● **THE TASK**: List all the lines in these records that hold "roof".

--- START ---

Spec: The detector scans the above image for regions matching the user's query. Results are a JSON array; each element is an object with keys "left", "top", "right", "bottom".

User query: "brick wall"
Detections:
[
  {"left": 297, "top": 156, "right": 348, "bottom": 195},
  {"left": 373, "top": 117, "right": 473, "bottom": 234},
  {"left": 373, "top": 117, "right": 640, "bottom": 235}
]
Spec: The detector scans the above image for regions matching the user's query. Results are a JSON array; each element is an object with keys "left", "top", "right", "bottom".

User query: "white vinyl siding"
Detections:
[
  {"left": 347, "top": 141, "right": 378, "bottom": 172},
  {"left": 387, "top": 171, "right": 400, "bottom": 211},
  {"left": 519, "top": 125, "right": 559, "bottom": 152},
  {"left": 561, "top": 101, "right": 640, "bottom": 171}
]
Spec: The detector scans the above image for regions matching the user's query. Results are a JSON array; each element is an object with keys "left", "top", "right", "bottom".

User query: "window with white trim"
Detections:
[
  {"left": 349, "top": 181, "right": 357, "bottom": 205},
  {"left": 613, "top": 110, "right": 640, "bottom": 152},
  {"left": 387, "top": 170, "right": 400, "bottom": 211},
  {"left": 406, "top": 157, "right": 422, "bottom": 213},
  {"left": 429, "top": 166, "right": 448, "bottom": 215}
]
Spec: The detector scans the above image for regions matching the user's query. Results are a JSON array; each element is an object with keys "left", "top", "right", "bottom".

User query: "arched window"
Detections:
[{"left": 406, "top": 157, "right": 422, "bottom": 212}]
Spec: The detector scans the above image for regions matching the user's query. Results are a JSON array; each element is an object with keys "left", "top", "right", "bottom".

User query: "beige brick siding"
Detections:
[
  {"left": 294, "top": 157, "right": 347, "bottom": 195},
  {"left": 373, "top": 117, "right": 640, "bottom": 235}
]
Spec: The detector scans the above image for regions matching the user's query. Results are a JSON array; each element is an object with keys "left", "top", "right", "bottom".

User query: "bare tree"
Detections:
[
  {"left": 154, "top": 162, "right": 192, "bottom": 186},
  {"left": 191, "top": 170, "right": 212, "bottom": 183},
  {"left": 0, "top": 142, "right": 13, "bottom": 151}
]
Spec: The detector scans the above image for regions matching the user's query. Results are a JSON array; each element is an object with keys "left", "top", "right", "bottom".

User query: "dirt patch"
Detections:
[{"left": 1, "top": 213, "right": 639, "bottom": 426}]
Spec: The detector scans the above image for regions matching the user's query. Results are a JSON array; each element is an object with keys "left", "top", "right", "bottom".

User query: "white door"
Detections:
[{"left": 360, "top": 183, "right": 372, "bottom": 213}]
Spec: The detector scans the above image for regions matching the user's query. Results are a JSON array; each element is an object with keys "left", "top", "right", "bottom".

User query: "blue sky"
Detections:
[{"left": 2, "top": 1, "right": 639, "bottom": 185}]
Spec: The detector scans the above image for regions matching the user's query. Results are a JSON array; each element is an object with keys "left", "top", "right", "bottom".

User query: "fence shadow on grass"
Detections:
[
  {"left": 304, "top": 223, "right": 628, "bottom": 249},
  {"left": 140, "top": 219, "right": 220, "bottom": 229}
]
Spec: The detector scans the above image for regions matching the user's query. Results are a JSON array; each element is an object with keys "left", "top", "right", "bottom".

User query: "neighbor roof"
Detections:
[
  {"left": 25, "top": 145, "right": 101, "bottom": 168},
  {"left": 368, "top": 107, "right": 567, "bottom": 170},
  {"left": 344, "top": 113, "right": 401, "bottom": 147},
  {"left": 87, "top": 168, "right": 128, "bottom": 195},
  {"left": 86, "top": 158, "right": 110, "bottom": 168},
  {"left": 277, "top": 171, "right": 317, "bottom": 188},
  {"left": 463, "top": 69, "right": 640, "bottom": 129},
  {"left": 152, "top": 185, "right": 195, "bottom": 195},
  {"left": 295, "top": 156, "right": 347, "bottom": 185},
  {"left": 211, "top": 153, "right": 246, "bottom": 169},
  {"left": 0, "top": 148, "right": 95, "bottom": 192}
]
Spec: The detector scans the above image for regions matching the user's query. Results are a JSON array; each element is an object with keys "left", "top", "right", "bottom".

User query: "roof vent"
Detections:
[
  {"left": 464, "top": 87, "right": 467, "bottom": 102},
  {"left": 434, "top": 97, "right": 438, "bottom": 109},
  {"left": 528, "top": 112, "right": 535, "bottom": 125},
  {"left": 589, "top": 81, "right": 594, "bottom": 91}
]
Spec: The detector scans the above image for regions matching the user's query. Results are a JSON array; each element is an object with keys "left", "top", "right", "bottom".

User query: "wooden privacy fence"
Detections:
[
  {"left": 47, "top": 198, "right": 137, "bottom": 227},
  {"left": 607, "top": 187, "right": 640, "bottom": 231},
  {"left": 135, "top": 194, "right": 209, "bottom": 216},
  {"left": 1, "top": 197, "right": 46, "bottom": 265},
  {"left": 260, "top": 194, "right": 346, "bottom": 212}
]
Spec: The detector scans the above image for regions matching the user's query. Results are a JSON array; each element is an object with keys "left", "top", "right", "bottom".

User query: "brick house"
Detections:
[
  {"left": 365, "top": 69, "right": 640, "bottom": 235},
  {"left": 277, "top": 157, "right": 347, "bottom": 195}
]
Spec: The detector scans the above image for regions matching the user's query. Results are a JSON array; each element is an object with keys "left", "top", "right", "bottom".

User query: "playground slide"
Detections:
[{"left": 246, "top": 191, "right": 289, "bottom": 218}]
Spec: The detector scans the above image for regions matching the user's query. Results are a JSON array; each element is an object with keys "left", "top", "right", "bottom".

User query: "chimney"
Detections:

--- END ---

● **RESPONSE BELOW**:
User query: "neighbor roof"
User query: "roof vent"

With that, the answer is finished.